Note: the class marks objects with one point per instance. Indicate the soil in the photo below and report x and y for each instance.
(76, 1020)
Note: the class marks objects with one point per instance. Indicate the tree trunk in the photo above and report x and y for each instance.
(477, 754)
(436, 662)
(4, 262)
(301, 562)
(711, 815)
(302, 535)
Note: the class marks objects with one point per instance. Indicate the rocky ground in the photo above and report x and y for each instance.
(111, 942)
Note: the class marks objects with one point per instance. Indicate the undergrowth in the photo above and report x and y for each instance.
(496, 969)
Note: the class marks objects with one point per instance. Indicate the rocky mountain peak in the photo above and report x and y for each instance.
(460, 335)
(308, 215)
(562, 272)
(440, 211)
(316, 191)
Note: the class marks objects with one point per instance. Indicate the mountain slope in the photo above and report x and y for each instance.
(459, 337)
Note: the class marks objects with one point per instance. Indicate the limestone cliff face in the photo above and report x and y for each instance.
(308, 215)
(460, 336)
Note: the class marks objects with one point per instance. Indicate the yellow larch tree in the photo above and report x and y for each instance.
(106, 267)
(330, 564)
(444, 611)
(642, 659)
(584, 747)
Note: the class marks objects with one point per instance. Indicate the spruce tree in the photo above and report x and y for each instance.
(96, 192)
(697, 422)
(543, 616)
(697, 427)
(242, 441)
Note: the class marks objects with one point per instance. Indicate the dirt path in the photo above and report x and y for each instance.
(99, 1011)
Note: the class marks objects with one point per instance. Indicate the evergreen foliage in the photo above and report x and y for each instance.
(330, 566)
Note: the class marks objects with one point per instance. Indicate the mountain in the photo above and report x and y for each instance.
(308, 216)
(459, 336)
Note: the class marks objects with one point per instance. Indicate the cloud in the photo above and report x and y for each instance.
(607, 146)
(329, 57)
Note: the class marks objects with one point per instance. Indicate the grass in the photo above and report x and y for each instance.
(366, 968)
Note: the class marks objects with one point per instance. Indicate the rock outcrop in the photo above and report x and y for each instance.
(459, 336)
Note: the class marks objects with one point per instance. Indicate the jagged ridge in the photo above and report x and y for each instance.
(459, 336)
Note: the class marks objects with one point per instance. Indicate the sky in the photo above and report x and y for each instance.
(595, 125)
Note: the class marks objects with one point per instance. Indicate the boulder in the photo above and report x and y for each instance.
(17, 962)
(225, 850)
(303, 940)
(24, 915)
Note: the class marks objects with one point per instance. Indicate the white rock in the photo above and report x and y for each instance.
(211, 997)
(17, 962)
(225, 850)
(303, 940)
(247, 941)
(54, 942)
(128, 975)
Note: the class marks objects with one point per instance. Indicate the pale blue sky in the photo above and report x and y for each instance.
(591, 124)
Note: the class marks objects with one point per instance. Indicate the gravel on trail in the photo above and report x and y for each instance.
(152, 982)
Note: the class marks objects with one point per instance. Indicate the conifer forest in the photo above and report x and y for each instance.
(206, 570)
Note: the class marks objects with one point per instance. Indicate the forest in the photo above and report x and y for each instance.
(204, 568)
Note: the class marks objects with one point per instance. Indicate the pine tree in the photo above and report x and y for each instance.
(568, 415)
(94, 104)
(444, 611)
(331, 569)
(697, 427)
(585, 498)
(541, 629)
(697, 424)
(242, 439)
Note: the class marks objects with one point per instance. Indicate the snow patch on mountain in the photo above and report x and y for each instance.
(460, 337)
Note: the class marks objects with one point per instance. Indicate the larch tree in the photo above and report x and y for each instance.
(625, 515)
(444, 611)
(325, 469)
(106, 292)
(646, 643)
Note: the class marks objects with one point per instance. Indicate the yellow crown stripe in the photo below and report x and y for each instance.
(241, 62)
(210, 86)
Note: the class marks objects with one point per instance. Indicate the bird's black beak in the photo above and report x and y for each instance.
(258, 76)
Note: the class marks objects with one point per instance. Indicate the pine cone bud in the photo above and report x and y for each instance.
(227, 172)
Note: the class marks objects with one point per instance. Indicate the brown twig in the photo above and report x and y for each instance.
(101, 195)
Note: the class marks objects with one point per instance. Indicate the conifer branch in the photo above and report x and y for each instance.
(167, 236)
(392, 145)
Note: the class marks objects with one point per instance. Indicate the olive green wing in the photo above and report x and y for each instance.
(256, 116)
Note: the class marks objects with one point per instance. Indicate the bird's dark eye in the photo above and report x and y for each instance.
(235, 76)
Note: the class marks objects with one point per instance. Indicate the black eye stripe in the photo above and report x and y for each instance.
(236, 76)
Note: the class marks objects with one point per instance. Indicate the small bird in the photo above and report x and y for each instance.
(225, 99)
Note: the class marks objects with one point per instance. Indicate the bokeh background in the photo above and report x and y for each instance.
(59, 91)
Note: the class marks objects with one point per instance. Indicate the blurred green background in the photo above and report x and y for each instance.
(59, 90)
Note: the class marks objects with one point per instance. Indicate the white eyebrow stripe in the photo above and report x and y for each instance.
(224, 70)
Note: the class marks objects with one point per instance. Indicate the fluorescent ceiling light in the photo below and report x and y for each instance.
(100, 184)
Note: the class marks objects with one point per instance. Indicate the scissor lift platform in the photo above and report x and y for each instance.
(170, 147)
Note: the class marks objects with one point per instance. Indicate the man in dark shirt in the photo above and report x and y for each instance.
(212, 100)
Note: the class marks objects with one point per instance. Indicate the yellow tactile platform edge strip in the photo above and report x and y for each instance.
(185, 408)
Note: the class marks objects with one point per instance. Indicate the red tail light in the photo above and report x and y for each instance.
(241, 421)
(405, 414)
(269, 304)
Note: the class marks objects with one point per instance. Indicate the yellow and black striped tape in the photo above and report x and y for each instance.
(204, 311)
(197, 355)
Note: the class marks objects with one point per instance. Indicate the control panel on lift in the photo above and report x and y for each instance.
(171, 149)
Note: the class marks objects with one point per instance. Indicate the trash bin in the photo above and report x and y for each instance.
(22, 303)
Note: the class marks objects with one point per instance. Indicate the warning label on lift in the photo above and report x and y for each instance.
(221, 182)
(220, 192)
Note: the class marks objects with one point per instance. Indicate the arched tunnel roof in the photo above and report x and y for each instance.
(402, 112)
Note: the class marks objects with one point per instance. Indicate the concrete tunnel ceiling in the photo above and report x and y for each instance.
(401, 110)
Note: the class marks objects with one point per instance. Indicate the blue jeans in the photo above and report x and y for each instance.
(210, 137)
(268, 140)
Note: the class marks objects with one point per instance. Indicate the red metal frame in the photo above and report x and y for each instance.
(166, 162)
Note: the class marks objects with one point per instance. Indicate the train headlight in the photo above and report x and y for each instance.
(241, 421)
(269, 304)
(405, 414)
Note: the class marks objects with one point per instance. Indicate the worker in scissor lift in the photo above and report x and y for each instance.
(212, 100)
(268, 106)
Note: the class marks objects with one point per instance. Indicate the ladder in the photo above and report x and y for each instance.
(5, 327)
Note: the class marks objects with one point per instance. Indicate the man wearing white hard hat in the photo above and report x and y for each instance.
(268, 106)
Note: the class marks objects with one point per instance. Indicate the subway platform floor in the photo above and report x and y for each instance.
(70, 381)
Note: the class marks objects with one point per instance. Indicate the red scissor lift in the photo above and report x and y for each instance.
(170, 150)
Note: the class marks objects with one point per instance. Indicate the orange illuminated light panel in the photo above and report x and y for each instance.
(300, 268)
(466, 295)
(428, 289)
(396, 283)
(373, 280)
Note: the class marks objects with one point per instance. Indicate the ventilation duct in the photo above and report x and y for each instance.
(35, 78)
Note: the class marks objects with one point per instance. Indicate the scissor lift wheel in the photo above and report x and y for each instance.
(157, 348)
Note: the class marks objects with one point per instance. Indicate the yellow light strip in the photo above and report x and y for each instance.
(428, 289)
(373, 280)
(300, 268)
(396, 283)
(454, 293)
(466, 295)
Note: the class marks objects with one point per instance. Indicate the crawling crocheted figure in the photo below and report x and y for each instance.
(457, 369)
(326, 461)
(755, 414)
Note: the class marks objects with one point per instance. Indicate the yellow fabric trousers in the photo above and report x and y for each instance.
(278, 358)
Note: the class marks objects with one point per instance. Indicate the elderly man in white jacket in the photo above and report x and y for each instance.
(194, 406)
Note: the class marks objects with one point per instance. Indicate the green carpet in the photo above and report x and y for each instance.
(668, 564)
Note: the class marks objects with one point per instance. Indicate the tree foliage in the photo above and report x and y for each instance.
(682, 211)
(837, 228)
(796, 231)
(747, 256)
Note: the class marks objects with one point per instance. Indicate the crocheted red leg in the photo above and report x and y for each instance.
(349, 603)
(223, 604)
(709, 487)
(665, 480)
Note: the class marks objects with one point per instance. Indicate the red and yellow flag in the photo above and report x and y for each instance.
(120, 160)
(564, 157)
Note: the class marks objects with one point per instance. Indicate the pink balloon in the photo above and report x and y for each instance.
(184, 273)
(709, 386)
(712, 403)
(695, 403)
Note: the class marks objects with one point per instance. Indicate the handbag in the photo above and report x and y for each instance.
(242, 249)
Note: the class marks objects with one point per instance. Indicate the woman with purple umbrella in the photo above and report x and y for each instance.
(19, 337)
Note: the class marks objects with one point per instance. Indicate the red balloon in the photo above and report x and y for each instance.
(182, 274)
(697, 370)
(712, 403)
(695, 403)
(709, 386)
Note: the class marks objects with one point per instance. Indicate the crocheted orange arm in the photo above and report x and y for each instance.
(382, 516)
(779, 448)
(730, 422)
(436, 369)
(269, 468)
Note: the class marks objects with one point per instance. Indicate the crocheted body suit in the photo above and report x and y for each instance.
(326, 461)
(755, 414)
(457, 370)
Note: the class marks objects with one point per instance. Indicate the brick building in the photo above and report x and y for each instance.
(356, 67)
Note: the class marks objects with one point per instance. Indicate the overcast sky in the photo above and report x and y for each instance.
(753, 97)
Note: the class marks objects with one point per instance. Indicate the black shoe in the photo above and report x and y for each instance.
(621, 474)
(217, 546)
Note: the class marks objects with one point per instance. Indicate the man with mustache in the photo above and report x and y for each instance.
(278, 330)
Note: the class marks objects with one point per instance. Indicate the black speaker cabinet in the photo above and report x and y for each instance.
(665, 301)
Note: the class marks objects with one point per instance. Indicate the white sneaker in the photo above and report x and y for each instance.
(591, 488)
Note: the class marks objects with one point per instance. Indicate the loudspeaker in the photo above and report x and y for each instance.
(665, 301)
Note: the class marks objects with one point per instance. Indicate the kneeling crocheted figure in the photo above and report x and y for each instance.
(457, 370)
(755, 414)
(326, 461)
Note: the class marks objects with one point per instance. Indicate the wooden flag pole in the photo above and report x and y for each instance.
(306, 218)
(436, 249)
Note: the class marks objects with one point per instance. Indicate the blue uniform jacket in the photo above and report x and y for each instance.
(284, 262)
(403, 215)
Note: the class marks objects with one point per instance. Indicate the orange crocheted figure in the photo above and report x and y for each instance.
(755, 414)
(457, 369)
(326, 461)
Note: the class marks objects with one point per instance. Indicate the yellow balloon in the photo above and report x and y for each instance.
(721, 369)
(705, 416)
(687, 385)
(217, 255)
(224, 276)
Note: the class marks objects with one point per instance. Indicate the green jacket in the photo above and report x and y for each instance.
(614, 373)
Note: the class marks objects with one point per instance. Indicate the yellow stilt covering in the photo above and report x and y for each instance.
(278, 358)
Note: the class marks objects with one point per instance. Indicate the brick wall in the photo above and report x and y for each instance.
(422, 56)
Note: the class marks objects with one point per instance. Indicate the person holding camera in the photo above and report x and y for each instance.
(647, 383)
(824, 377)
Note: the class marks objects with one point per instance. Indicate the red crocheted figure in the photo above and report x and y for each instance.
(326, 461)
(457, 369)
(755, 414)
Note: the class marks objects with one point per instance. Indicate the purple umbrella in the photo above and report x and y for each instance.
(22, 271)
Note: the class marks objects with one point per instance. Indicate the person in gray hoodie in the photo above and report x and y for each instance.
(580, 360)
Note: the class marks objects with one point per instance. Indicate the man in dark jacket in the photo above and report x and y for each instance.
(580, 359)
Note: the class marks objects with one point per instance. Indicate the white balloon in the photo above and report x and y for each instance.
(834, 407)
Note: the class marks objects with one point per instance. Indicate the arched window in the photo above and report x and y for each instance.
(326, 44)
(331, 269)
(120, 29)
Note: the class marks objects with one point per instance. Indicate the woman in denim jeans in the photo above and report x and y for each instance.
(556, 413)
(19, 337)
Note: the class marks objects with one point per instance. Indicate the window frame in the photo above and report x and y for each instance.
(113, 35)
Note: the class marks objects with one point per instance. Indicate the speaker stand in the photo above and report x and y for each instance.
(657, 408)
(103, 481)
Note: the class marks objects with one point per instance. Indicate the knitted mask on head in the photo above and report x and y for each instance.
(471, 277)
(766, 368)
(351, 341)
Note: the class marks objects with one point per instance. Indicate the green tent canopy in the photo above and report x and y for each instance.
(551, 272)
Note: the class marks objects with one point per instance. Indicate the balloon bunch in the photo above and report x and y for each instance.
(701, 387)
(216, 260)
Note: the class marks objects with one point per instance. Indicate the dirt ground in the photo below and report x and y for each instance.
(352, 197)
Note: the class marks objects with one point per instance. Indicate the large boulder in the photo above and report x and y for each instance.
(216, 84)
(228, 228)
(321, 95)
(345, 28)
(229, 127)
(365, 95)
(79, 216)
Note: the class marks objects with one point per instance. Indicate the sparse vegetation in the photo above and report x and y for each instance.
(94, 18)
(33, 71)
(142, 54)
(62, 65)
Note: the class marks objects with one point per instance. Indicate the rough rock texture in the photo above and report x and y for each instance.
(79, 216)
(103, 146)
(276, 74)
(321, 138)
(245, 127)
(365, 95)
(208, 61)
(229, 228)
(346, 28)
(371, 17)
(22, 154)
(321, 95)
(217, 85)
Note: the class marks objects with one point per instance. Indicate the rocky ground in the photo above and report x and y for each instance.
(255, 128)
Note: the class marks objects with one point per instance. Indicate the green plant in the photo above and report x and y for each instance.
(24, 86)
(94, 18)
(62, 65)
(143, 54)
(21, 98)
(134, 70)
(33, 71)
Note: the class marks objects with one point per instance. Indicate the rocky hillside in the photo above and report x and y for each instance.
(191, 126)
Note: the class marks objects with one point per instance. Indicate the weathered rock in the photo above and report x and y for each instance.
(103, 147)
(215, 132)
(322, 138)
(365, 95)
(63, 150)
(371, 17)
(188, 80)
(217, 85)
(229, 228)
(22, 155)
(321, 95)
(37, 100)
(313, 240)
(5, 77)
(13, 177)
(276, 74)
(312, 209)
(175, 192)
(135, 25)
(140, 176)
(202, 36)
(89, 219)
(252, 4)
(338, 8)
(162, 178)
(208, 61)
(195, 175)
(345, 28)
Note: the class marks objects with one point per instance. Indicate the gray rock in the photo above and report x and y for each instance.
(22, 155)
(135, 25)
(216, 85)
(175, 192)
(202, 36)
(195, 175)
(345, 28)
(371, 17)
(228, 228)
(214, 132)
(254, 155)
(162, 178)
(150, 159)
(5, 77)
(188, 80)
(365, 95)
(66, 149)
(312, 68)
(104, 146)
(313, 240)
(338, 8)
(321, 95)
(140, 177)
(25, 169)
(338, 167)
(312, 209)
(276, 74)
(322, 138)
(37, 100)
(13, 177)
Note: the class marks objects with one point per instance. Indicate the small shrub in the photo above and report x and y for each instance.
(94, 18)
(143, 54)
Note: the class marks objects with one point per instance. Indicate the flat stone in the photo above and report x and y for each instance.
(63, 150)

◆ Directive
Give back exactly the lines from the one containing "the green plant" to the end of the material, both ends included.

◆ Full response
Note: the class marks objects with one point per instance. Indicate the green plant in the photo above and report x and y for each instance.
(24, 86)
(94, 18)
(62, 65)
(143, 54)
(21, 98)
(134, 70)
(33, 71)
Note: the class marks objects with one point per instance. Indicate the rocky hillside in the photo above and report x and y for each instance.
(191, 126)
Note: the class marks objects with one point per instance. Indicate the weathered rock in the photo above and report x and y for each instance.
(103, 147)
(215, 132)
(322, 138)
(365, 95)
(63, 150)
(371, 17)
(188, 80)
(217, 85)
(229, 228)
(22, 155)
(321, 95)
(37, 100)
(313, 240)
(5, 77)
(13, 177)
(276, 74)
(312, 209)
(175, 192)
(135, 25)
(140, 176)
(202, 36)
(89, 219)
(252, 4)
(338, 8)
(162, 178)
(208, 61)
(195, 175)
(345, 28)
Note: the class marks objects with one point per instance. Indicate the gray rock in the photo above and report x and y for each instance.
(22, 155)
(135, 25)
(216, 85)
(175, 192)
(202, 36)
(195, 175)
(345, 28)
(371, 17)
(228, 228)
(214, 132)
(254, 155)
(162, 178)
(150, 159)
(5, 77)
(188, 80)
(365, 95)
(66, 149)
(312, 68)
(104, 146)
(313, 240)
(338, 8)
(321, 95)
(140, 177)
(25, 169)
(338, 167)
(312, 209)
(276, 74)
(322, 138)
(37, 100)
(13, 177)
Note: the class marks objects with one point per instance. Indicate the small shrub in the photo above and report x and y for each instance.
(94, 18)
(143, 54)
Note: the class marks objects with one point per instance. Indicate the flat stone in the photo above and report x and y for each instance.
(63, 150)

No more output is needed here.